··· Exercise materials ···
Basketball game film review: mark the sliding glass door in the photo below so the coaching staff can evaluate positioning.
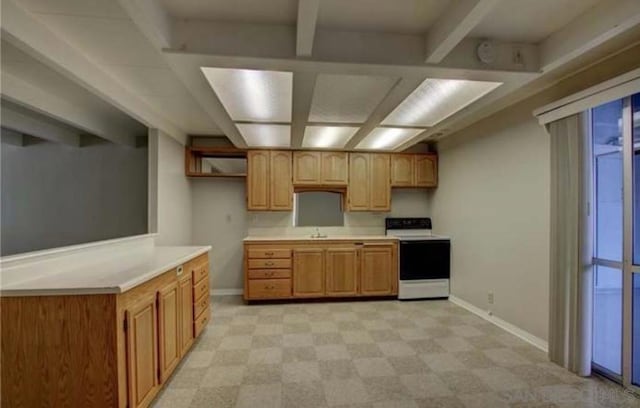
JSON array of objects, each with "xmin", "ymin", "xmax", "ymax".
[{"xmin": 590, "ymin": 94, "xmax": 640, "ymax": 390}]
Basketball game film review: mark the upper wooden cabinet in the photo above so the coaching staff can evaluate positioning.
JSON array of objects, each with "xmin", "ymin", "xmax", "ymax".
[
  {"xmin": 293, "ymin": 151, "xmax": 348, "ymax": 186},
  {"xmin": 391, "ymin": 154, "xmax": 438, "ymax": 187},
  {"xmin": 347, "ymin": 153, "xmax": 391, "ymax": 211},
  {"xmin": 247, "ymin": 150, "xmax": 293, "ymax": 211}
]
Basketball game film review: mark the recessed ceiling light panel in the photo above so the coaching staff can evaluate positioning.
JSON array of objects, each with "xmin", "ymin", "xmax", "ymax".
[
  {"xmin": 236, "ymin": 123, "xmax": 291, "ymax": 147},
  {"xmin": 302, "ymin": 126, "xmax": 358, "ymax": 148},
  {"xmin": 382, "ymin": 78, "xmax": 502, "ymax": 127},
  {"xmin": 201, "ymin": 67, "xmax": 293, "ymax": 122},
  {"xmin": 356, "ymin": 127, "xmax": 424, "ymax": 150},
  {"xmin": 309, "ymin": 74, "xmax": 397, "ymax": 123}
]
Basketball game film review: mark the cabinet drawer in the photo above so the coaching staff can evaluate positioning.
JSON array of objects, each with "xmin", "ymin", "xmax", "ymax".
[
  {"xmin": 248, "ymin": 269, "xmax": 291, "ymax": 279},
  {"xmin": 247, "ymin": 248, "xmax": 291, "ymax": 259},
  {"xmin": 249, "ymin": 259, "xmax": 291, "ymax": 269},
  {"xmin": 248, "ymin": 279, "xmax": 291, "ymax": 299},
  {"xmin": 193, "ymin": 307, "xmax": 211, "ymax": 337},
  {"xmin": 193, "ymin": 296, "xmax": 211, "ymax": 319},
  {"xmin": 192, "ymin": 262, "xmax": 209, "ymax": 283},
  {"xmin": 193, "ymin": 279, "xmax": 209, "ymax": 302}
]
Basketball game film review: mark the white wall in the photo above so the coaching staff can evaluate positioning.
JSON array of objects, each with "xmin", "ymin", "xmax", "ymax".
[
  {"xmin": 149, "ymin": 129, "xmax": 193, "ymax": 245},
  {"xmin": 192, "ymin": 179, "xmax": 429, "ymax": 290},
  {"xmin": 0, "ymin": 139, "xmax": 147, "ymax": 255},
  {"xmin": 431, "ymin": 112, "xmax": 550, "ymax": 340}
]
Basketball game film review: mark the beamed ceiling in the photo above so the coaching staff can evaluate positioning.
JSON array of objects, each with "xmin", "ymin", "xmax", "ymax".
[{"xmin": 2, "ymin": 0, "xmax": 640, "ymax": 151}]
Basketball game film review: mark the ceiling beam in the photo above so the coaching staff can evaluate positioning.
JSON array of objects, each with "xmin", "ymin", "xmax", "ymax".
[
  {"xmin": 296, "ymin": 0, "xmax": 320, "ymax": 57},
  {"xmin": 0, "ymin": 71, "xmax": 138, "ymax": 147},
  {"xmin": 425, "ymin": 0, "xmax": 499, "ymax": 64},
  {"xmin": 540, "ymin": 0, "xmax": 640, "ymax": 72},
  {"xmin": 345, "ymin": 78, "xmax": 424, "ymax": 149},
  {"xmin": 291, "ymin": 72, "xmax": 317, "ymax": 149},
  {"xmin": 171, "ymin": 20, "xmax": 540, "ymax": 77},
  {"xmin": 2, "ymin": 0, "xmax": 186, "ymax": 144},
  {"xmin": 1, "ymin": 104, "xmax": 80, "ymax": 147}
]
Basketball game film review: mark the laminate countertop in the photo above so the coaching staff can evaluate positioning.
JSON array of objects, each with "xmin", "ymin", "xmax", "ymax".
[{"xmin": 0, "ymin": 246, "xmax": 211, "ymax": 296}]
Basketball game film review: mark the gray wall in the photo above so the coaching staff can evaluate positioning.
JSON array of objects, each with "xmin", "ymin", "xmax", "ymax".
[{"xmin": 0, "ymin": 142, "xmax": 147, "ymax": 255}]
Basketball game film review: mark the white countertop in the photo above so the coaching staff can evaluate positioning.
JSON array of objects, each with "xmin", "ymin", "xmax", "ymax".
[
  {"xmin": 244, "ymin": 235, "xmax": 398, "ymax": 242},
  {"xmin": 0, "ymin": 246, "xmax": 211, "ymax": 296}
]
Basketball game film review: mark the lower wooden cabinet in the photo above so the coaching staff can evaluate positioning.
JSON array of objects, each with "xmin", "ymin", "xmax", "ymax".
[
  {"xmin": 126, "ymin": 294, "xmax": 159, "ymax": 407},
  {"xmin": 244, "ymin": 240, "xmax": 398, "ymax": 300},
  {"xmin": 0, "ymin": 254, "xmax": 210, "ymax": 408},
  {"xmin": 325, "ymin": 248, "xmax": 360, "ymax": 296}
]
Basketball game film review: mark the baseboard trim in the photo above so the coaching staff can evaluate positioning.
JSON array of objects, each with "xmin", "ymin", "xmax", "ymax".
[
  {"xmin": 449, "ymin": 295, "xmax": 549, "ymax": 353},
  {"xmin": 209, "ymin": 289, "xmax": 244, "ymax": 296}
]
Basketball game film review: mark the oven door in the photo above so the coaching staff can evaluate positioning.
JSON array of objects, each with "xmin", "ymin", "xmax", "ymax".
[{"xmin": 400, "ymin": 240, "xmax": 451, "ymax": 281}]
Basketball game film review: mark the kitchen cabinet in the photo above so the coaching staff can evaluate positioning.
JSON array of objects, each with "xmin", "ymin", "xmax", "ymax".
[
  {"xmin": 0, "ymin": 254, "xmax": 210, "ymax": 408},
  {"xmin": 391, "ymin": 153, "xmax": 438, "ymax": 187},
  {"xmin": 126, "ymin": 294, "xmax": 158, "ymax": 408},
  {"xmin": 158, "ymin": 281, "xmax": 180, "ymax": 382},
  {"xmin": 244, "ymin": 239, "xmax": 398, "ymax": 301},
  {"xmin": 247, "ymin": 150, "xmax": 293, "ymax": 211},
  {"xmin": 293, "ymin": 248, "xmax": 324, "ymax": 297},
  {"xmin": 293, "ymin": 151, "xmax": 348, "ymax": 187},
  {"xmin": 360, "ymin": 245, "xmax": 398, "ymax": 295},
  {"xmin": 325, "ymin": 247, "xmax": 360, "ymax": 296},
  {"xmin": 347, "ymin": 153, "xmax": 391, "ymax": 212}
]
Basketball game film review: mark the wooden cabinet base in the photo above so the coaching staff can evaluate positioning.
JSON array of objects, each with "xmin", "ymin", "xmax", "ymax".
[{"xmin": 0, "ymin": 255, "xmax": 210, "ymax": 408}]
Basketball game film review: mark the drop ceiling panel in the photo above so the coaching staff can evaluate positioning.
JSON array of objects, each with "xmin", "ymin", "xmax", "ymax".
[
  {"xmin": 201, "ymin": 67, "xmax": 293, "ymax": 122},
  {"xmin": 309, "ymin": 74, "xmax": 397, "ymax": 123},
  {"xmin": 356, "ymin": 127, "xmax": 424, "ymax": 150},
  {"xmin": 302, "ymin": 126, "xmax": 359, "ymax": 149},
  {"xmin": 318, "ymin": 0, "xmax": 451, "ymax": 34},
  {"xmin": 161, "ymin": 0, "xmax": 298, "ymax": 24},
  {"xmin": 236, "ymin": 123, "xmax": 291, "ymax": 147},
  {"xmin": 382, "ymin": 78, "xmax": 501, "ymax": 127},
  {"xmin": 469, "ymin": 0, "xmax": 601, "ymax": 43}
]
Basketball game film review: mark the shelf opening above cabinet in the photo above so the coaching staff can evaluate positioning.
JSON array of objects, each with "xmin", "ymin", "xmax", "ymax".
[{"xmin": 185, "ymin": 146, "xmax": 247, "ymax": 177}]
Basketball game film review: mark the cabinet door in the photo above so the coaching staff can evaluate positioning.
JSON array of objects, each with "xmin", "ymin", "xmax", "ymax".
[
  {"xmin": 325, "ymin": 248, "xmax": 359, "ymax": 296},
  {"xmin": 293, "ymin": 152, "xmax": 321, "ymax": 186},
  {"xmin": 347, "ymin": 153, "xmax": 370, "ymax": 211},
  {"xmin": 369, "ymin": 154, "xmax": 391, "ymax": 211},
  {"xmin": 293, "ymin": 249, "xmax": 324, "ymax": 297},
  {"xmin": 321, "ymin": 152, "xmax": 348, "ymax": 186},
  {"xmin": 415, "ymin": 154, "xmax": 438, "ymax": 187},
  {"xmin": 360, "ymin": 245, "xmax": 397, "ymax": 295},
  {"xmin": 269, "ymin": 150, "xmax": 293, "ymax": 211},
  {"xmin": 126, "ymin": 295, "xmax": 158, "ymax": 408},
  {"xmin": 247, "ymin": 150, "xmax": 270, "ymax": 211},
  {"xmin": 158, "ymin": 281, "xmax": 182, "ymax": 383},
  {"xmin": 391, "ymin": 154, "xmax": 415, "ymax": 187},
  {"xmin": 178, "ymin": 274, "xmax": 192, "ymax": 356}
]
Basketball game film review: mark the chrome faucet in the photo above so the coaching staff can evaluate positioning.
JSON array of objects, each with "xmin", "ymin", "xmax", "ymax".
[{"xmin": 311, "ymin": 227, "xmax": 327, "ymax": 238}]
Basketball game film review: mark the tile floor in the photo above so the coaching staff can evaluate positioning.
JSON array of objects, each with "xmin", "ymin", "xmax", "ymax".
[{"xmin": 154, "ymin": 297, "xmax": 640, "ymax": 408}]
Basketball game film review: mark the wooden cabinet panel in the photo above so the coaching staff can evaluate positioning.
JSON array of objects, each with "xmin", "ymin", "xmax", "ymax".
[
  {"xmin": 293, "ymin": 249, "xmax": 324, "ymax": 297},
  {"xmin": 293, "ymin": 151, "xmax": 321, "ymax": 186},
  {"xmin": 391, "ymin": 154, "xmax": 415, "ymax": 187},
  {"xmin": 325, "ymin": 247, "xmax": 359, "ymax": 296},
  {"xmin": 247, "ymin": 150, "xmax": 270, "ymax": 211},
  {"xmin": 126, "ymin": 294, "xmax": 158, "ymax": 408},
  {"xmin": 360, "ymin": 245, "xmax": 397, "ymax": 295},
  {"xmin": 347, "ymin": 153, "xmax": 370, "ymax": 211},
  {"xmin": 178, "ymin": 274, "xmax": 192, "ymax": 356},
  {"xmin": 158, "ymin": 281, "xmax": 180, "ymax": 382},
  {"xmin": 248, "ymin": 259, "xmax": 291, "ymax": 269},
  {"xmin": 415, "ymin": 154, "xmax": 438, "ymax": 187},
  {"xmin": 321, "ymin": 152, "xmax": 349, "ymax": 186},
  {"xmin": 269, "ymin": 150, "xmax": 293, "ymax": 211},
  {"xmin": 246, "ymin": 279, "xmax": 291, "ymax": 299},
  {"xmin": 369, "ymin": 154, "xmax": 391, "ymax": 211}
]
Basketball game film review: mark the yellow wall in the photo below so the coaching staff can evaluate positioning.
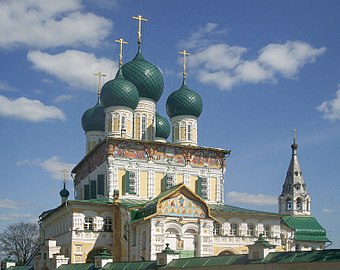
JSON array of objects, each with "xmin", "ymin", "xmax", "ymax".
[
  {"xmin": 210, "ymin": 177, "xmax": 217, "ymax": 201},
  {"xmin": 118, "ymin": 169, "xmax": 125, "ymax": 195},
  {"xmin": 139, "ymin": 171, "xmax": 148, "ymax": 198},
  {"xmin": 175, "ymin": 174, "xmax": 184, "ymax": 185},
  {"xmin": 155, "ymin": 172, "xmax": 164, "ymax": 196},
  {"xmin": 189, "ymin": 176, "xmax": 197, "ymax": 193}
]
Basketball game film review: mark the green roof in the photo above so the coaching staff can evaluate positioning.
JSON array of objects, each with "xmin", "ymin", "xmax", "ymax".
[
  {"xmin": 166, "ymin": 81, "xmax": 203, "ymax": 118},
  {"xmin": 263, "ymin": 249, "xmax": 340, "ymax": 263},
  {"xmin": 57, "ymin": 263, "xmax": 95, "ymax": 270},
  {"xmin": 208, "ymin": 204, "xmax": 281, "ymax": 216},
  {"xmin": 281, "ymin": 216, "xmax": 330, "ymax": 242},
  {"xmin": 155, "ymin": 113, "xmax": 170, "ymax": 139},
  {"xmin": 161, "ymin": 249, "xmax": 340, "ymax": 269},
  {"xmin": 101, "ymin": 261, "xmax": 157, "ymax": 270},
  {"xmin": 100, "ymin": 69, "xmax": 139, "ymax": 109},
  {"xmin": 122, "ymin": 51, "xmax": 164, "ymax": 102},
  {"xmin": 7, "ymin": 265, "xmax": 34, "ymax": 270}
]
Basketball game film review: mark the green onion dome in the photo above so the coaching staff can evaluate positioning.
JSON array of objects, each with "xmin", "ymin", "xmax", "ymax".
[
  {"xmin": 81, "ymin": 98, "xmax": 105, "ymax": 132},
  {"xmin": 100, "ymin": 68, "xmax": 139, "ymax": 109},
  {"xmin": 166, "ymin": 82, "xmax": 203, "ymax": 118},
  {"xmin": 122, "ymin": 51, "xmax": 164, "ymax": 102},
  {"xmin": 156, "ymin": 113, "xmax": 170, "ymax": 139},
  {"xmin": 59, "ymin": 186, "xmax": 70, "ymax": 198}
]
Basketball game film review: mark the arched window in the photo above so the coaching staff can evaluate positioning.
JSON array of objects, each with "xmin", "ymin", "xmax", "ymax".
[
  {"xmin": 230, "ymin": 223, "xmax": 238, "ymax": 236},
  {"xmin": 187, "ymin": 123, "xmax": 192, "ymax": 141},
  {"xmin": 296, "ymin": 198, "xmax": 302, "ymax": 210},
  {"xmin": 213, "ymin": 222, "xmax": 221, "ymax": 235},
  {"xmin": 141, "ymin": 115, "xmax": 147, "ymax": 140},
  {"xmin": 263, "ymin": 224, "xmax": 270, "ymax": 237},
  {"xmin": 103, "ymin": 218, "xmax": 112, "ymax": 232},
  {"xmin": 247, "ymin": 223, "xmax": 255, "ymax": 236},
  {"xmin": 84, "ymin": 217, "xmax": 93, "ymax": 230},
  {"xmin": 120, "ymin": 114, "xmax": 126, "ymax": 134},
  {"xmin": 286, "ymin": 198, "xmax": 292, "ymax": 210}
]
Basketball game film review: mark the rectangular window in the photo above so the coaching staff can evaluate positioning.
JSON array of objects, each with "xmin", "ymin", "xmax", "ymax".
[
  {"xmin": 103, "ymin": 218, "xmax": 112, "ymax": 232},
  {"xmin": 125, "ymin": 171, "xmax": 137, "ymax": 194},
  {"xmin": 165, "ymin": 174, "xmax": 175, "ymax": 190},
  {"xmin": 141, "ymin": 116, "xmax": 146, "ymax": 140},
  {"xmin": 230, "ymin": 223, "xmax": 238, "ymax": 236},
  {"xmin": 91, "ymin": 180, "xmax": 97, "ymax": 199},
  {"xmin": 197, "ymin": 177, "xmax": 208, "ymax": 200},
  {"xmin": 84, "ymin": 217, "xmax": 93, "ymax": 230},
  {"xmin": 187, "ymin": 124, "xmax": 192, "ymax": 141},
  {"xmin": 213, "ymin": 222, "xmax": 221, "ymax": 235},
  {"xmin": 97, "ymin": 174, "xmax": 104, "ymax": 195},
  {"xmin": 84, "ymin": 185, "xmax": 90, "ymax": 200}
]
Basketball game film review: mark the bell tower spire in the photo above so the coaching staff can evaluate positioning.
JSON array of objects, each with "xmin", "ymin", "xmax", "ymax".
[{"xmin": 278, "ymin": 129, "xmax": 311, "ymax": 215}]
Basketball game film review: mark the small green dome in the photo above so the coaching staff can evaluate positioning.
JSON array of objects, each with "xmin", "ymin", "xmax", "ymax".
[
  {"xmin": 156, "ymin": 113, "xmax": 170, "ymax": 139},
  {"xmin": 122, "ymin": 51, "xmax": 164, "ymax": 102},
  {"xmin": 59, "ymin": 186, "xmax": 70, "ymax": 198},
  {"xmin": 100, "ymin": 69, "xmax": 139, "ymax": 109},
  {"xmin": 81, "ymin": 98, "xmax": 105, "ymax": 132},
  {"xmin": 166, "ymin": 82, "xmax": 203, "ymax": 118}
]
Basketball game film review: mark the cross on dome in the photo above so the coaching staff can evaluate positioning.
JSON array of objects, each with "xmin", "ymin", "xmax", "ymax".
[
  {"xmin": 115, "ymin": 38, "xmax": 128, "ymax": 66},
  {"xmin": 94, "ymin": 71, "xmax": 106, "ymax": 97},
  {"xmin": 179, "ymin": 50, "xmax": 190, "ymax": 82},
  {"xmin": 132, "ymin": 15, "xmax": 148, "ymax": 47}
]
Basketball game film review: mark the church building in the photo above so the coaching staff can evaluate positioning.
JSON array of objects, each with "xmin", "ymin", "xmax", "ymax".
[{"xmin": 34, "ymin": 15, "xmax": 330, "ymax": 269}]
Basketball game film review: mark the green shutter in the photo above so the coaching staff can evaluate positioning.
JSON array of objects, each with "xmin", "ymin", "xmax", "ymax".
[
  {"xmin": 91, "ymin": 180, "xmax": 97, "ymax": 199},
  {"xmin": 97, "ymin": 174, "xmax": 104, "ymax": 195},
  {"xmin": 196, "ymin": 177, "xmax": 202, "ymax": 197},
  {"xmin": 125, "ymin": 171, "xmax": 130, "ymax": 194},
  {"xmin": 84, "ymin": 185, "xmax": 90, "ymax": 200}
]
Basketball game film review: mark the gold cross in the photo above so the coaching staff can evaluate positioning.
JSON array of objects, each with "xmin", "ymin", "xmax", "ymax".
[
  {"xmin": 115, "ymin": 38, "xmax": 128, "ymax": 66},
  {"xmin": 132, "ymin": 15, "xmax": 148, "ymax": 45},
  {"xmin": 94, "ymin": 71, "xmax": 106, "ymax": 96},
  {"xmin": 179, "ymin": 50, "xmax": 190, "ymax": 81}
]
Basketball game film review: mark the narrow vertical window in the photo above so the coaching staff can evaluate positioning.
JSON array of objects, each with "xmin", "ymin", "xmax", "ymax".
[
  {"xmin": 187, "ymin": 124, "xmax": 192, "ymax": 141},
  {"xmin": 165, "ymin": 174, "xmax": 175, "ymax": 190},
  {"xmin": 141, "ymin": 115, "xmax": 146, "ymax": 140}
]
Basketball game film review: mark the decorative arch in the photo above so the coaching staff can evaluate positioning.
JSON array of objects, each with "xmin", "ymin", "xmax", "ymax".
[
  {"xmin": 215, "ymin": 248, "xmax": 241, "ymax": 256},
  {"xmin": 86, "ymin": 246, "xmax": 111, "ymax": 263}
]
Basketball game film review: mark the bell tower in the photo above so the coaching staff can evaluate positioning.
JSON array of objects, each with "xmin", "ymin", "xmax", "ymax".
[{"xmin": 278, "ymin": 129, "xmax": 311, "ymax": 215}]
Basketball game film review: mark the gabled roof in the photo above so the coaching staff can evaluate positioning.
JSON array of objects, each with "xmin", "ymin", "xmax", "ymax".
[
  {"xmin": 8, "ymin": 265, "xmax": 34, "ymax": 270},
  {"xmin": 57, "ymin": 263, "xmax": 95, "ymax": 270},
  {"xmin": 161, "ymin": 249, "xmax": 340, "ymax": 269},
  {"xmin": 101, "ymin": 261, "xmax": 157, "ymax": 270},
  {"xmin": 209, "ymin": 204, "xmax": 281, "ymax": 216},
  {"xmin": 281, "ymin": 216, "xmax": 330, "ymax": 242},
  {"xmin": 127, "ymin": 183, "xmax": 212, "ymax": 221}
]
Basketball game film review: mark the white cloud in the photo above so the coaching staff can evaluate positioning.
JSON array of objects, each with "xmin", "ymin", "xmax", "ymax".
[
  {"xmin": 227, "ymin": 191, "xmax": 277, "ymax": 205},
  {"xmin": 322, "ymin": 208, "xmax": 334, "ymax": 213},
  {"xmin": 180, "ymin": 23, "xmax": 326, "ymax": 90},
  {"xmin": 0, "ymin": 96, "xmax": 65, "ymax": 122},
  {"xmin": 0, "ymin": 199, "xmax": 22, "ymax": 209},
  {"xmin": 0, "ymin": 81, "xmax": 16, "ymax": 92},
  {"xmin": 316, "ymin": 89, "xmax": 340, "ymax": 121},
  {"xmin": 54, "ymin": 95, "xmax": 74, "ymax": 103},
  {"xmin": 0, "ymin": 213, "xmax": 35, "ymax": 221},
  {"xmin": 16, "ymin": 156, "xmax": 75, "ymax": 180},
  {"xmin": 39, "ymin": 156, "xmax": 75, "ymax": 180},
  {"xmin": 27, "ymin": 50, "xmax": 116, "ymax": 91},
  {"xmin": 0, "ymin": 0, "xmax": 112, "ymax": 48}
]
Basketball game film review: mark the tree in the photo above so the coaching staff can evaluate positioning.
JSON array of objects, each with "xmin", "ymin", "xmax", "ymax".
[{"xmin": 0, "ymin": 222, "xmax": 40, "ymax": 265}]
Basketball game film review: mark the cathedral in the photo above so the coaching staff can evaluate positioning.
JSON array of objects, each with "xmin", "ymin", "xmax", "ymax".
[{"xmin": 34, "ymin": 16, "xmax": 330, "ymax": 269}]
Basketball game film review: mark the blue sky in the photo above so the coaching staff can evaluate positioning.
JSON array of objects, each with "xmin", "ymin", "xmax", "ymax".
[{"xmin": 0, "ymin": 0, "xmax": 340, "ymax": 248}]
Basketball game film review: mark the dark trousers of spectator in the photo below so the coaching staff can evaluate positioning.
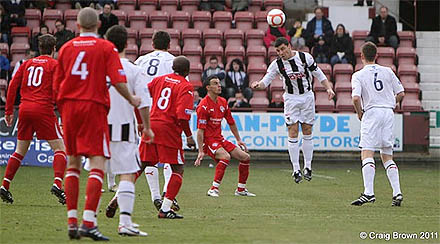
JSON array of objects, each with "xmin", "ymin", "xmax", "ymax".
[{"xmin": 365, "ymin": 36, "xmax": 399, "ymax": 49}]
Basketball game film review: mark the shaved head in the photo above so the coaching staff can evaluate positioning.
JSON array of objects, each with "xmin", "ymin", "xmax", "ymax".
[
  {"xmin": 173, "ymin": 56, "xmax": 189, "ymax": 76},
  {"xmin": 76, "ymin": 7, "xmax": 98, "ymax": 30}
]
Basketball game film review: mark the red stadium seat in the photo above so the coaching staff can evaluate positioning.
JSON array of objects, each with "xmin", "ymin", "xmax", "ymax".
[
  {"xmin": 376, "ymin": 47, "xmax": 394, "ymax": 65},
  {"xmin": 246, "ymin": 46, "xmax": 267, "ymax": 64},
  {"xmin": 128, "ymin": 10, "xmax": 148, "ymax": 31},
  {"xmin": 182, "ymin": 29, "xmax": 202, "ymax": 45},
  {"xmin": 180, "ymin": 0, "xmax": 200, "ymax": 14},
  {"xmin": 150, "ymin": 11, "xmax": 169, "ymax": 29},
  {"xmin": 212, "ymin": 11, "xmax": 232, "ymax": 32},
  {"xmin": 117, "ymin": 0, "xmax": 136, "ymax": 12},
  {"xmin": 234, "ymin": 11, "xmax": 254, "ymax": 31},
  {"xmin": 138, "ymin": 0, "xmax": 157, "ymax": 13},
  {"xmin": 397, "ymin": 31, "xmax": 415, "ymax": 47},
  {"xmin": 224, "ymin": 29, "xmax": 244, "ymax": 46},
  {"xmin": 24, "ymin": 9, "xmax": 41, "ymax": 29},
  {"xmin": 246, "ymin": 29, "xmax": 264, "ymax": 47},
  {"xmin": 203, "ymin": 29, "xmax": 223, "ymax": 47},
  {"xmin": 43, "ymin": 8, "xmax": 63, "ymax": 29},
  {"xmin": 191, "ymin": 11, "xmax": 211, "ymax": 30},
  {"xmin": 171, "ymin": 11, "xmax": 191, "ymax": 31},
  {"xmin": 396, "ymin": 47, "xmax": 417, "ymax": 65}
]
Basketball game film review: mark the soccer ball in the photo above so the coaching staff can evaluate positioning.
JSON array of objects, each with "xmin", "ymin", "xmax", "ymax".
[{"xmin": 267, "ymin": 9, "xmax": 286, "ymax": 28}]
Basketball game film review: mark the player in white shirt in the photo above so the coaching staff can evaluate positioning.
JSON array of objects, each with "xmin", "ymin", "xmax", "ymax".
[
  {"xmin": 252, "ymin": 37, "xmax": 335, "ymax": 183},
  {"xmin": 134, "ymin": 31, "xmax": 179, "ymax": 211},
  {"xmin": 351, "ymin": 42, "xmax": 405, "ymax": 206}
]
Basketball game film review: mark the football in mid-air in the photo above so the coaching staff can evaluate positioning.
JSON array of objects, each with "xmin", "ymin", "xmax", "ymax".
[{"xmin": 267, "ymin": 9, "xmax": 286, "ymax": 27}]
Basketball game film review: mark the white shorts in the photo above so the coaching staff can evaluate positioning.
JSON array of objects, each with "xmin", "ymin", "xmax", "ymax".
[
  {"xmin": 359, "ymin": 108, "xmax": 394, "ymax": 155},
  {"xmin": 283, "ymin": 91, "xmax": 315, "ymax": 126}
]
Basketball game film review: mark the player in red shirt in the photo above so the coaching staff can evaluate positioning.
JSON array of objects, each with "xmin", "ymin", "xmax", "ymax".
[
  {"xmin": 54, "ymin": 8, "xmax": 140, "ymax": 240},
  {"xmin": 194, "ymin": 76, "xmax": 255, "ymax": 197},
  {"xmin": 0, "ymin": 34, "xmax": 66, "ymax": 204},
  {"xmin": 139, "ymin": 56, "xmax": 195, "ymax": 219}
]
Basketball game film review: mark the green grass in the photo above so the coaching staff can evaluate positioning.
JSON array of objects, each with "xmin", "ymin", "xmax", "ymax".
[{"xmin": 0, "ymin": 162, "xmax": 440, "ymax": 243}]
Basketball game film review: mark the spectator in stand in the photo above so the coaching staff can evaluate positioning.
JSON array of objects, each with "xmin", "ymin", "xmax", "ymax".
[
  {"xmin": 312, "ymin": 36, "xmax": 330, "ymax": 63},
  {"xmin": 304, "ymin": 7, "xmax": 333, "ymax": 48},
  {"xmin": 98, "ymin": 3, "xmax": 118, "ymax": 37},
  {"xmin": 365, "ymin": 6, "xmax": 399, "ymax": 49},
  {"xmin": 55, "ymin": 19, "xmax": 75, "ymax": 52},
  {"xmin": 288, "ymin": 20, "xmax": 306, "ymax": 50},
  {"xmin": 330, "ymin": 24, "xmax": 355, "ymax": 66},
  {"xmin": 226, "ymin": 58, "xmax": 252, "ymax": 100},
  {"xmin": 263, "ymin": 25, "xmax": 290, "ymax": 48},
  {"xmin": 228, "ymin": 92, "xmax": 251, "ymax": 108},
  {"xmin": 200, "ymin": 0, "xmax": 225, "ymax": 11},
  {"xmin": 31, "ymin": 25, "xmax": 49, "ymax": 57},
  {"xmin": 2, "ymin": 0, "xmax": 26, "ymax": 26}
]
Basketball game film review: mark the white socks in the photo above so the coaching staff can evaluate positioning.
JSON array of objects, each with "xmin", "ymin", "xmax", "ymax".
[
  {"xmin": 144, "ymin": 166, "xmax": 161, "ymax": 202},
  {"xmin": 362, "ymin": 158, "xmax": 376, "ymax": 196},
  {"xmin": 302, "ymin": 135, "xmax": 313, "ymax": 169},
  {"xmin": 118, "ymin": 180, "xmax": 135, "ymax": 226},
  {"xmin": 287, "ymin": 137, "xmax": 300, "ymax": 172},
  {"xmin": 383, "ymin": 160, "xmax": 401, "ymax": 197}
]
···
# Exercise description:
Show each line from the records above that contains the word "window", copied in full.

# Result:
Basketball game film review: mark the arched window in the photo above so the coaching staff can evaluate positioning.
Basketball game film review: mark the rectangular window in the photo above so the coaching staff can evaluate positioning.
Basketball game film review: mark the narrow vertical window in the photo above so the coaching staff can evaluate positioning.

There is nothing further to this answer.